# What is being asked
Quote the lines of the listing below word for word, from its first line through the line containing "Could you please", inclusive.

Segmentation dataset listing:
((

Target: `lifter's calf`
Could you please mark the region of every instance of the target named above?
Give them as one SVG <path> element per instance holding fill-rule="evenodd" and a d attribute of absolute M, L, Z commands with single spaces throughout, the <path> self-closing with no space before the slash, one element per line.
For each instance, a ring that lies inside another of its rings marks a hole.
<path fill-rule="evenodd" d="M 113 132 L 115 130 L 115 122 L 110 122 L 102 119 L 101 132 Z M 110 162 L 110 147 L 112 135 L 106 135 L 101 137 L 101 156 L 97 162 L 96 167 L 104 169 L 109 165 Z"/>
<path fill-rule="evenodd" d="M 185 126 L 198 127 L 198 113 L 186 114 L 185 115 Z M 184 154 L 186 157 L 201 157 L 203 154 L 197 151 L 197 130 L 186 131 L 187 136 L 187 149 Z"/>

))

# Problem solution
Target: `lifter's calf`
Could you please mark the region of every instance of the target named above?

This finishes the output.